[Saved entries]

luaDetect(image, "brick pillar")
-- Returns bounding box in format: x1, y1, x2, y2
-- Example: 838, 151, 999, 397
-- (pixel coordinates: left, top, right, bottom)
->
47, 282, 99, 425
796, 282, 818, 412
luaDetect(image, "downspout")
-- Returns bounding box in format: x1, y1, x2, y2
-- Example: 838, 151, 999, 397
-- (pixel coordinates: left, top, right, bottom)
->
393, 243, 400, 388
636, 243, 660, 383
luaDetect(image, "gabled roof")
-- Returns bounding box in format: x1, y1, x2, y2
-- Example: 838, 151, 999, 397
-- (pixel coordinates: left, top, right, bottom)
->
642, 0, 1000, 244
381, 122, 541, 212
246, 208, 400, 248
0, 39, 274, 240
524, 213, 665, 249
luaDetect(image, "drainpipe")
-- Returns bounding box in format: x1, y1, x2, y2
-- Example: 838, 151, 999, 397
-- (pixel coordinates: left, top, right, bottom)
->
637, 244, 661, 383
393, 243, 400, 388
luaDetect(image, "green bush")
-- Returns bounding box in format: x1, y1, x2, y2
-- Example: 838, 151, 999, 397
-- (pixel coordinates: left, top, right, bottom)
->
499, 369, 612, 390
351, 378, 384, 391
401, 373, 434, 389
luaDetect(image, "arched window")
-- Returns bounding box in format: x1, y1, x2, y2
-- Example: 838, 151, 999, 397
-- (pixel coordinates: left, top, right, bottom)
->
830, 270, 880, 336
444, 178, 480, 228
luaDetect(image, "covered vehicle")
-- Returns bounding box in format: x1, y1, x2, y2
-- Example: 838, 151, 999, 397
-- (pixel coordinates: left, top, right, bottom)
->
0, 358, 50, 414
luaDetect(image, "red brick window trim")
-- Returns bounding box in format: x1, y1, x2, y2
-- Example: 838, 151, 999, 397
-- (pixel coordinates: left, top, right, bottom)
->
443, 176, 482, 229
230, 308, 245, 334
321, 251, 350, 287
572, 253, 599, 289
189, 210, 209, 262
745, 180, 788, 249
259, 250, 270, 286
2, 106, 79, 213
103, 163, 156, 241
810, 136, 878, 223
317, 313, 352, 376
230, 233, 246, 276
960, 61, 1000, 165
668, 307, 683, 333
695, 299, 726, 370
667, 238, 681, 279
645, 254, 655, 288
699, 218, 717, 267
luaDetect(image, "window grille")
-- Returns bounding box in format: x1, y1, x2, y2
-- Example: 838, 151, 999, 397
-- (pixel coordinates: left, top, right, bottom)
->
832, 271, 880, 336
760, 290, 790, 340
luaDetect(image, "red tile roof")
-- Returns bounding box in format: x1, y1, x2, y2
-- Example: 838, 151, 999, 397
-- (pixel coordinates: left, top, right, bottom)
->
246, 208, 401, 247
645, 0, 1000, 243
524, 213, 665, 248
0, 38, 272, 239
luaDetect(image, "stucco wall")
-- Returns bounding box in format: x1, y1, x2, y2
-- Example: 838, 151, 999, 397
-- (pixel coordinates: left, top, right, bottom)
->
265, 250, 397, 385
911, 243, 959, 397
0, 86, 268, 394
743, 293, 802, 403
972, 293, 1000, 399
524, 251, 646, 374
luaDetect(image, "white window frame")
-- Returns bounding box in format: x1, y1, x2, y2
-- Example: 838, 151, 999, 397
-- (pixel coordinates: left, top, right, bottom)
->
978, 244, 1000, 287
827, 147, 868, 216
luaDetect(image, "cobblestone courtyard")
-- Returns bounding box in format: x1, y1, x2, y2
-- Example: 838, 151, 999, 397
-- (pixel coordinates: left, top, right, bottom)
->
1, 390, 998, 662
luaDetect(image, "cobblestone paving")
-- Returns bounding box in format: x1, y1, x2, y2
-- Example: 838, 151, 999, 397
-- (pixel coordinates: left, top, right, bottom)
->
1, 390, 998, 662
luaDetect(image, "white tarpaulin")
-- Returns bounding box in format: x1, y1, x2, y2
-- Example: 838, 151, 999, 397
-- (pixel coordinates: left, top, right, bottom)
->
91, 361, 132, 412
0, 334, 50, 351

* Task description
Find every line in the records above that holds the word "cobblestone", and copy each one.

* Exercise answer
luaDetect(image, "cobblestone courtyard")
luaDetect(image, "cobblestone paving")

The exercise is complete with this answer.